● **Input data**:
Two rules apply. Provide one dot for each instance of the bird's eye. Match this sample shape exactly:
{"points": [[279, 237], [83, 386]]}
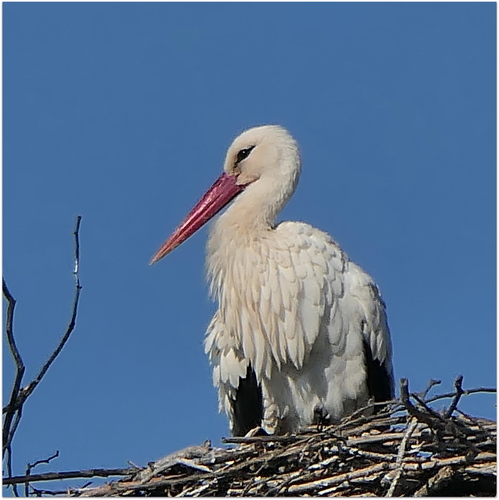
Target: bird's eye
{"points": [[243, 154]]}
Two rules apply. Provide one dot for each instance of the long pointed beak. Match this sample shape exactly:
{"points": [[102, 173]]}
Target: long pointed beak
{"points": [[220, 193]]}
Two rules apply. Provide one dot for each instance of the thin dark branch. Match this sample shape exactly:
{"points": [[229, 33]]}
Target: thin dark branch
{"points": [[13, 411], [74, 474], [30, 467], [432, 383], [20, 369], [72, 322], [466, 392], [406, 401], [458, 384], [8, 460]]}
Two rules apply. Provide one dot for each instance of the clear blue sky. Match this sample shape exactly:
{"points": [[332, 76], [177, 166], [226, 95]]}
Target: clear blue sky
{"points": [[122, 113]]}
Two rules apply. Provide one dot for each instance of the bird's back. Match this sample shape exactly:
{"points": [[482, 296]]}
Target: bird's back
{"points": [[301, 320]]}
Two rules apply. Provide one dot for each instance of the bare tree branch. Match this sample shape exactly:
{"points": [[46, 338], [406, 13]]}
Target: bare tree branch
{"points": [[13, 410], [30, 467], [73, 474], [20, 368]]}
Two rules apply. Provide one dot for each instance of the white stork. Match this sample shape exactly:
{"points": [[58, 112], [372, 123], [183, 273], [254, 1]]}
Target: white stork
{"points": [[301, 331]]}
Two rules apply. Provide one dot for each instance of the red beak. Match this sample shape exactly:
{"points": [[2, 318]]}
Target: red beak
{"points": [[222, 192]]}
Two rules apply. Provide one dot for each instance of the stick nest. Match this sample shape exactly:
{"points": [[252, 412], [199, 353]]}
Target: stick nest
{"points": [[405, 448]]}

* * *

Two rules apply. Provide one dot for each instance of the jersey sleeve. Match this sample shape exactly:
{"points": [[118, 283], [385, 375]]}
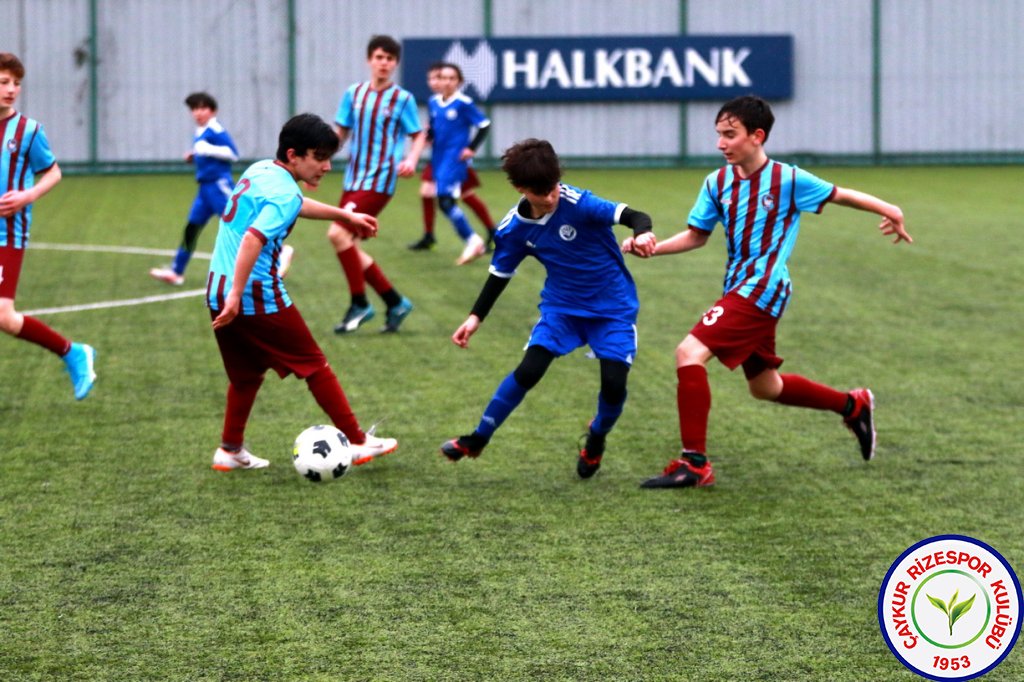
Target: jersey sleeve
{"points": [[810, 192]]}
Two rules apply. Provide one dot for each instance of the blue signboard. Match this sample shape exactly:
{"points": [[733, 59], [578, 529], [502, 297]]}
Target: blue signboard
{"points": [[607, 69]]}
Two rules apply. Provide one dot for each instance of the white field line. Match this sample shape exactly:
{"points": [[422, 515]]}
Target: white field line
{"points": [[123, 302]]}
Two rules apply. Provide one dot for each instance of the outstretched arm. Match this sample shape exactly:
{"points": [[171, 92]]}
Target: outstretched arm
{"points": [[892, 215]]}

--

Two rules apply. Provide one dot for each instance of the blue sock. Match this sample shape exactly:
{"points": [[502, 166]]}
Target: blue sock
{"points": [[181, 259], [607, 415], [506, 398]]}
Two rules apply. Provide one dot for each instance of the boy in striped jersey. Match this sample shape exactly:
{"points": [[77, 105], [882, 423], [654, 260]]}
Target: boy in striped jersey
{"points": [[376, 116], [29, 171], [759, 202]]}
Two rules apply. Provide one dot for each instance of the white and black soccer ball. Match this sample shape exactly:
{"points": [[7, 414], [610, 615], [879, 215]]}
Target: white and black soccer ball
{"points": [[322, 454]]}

● **Exercise directions**: In the listing above, transcribe exactly everything from the line containing "Target: long pointed beak" down to the line containing "of the clear", including both and nothing more.

● **Solved problem**:
Target: long pointed beak
{"points": [[220, 193]]}
Two rules apply. Provide one dot for each instance of the thin dark branch. Match this sample shape exactly:
{"points": [[229, 33]]}
Target: thin dark branch
{"points": [[13, 411], [74, 474], [30, 467], [432, 383], [20, 369], [72, 322], [466, 392], [406, 401], [458, 384], [8, 460]]}
Two rules apply. Provide one dot for each instance of the clear blue sky. Match this sample shape exactly:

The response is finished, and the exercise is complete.